Rewrite the listing as a numbered list, starting at the line that contains "Every instance of the plastic crate" and ending at the final line of the listing, both included. Leave out any blank lines.
____
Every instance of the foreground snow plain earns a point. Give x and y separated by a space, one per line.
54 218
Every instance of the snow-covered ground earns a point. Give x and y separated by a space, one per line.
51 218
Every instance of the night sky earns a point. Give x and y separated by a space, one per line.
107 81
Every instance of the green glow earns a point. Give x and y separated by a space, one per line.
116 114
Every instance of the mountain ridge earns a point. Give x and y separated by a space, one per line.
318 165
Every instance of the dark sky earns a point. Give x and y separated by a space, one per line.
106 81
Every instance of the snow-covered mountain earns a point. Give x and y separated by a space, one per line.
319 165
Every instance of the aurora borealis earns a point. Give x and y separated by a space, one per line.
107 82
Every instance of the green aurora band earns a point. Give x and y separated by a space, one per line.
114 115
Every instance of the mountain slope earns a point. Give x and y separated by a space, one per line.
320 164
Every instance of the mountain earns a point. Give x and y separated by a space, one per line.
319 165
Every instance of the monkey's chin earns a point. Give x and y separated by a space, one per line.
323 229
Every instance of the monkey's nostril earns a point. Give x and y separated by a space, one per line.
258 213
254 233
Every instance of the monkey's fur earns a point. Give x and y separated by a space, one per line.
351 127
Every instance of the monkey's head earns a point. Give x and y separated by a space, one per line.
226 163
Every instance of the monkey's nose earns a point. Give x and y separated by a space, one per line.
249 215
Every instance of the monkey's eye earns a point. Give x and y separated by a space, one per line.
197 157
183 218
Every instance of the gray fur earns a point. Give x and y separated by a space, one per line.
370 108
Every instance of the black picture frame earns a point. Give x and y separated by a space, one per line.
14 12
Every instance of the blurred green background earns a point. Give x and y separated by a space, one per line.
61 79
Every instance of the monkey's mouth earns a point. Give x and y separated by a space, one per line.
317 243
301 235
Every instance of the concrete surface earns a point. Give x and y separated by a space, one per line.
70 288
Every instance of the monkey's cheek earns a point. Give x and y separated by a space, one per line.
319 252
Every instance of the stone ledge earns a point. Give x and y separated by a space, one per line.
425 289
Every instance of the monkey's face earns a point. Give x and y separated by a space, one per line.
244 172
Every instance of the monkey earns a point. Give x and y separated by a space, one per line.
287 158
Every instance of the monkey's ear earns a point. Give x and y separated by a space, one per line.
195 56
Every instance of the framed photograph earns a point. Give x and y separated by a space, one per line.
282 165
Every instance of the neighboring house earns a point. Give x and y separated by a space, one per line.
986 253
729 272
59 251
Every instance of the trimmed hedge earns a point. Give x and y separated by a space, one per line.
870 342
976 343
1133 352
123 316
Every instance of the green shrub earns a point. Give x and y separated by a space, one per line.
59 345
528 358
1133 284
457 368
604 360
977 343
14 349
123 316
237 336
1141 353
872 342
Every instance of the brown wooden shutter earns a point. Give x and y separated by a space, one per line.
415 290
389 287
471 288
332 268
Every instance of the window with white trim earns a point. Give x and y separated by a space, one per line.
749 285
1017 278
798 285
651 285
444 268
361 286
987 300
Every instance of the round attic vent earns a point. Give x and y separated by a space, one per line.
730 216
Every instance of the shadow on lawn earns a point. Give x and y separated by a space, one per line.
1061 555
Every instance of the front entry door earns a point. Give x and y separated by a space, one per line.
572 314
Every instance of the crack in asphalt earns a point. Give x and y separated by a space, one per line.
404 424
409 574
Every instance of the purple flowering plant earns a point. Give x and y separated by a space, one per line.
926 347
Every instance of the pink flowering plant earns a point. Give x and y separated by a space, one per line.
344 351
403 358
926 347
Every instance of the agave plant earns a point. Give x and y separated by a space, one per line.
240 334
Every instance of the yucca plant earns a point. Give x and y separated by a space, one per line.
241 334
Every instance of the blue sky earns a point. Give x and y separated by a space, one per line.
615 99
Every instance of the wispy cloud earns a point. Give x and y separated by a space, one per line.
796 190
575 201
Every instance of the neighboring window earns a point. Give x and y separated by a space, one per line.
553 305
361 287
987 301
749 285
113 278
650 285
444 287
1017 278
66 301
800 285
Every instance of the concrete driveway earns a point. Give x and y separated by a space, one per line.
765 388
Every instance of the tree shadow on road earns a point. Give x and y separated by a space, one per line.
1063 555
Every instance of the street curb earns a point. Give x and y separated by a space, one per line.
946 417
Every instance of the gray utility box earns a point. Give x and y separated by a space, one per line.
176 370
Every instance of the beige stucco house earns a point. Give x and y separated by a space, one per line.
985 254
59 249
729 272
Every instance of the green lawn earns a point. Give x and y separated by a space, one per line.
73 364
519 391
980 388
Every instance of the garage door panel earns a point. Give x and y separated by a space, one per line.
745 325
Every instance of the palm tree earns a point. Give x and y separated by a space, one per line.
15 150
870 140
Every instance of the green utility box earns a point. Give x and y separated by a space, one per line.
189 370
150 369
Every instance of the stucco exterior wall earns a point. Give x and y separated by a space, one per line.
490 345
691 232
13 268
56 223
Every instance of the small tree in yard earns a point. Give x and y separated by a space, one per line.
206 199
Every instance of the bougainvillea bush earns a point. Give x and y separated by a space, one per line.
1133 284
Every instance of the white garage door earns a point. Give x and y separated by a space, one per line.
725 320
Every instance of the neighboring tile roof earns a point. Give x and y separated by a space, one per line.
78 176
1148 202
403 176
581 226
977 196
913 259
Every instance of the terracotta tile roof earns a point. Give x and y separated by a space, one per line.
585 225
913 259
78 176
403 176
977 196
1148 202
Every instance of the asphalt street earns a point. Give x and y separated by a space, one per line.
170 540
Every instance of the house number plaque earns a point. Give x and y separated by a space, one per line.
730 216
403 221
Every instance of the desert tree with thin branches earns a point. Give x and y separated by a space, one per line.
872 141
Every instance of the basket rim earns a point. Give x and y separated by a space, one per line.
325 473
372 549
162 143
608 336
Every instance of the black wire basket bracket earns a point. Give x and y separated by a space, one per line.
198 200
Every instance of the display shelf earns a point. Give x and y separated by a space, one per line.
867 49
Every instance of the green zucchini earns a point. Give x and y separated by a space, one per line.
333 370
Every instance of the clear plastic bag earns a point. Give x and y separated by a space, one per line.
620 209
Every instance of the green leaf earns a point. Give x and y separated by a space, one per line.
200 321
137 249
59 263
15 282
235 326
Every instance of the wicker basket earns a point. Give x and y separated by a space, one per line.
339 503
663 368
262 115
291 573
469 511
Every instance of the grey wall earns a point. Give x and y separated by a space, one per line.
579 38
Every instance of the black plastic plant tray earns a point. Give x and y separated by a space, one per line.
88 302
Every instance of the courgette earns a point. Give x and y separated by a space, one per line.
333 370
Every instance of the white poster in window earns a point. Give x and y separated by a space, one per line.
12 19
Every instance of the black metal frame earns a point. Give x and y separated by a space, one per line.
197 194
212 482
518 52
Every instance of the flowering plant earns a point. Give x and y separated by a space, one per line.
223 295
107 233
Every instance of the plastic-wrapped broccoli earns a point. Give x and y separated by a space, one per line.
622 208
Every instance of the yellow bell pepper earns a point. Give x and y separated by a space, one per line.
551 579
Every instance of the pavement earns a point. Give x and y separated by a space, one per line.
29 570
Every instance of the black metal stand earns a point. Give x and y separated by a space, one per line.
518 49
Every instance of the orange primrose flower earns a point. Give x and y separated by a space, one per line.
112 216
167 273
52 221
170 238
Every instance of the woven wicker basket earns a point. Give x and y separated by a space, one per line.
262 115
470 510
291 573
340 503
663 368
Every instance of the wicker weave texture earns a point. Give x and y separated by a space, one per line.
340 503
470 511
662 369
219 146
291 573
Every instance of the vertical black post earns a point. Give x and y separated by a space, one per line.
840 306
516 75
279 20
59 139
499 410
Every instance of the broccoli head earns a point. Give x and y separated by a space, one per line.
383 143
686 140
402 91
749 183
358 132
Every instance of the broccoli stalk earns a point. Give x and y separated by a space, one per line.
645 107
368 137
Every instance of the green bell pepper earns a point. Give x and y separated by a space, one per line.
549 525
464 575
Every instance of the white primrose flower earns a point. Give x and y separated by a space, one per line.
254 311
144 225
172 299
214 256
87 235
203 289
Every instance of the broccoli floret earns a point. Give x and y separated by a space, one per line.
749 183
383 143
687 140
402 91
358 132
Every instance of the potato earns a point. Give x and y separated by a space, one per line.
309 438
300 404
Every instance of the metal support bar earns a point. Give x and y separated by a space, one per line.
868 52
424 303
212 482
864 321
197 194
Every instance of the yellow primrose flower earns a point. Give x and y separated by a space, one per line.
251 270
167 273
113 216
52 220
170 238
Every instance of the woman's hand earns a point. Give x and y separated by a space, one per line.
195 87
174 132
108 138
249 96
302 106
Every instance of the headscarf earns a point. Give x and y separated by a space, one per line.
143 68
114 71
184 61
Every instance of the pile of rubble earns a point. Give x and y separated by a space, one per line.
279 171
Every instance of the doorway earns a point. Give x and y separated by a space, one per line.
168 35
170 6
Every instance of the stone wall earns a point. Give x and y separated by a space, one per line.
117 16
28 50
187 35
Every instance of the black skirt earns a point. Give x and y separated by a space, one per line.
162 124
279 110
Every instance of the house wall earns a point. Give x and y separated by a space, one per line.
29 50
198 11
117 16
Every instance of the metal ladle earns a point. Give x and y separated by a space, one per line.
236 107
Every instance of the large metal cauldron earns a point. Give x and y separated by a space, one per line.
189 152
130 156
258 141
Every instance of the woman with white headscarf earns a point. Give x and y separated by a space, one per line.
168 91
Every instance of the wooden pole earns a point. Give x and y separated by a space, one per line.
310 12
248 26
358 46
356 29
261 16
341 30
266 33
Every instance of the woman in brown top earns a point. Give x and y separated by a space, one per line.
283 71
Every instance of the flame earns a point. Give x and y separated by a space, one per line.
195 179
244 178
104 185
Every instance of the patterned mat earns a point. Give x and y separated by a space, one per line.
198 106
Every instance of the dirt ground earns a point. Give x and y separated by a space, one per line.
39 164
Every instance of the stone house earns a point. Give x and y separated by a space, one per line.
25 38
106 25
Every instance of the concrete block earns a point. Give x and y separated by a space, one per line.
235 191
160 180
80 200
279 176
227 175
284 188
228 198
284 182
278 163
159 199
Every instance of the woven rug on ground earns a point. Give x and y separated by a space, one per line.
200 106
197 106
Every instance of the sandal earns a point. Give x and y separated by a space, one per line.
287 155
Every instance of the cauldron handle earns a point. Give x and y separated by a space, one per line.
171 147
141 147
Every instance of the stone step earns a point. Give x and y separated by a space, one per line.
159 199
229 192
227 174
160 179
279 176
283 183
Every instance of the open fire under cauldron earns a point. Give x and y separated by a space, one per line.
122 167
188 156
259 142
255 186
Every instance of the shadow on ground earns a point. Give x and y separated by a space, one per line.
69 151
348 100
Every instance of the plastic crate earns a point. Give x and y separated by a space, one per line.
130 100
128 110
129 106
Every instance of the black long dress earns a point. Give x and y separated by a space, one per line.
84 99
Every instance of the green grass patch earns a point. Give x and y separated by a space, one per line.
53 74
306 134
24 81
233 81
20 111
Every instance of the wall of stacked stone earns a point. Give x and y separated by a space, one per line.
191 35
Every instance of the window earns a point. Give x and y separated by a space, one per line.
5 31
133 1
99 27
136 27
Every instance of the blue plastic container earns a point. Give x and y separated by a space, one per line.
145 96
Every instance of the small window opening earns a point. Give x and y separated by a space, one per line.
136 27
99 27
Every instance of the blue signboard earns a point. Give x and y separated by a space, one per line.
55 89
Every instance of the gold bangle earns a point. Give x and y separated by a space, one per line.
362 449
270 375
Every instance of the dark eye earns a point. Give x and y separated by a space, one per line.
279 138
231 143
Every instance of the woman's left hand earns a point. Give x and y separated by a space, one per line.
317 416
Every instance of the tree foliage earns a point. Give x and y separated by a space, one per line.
____
- **Written answer**
1. Every instance of the plastic crate earns a point. Give x and y separated by a space, one per line.
2. 130 100
3. 128 110
4. 129 106
5. Every instance of the black long dress earns a point. Give x and y separated by a space, one per line.
6. 84 99
7. Every instance of the green grass patch earns a point. Give x and y separated by a space, one per line.
8. 53 74
9. 306 134
10. 24 81
11. 233 81
12. 20 111
13. Every instance of the wall of stacked stone earns a point. Give x and y separated by a space, one per line.
14. 191 35
15. Every instance of the window earns a point. Give x and y separated by a space, one per line.
16. 5 31
17. 133 1
18. 99 27
19. 136 27
20. Every instance of the blue plastic container earns a point. Give x and y separated by a space, one per line.
21. 145 96
22. Every instance of the small window opening earns a point. Give x and y separated by a space, one per line.
23. 136 27
24. 99 27
25. Every instance of the blue signboard earns a point. Give x and y separated by a space, one per line.
26. 55 89
27. Every instance of the gold bangle earns a point. Give x and y separated by a space, one per line.
28. 362 449
29. 270 375
30. Every instance of the dark eye earns a point. Give x and y separated by a space, one per line.
31. 279 138
32. 231 143
33. Every instance of the woman's left hand earns a point. Give x and y separated by a space, one per line.
34. 317 416
35. Every instance of the tree foliage earns a point. Give x and y separated by a space, one per line.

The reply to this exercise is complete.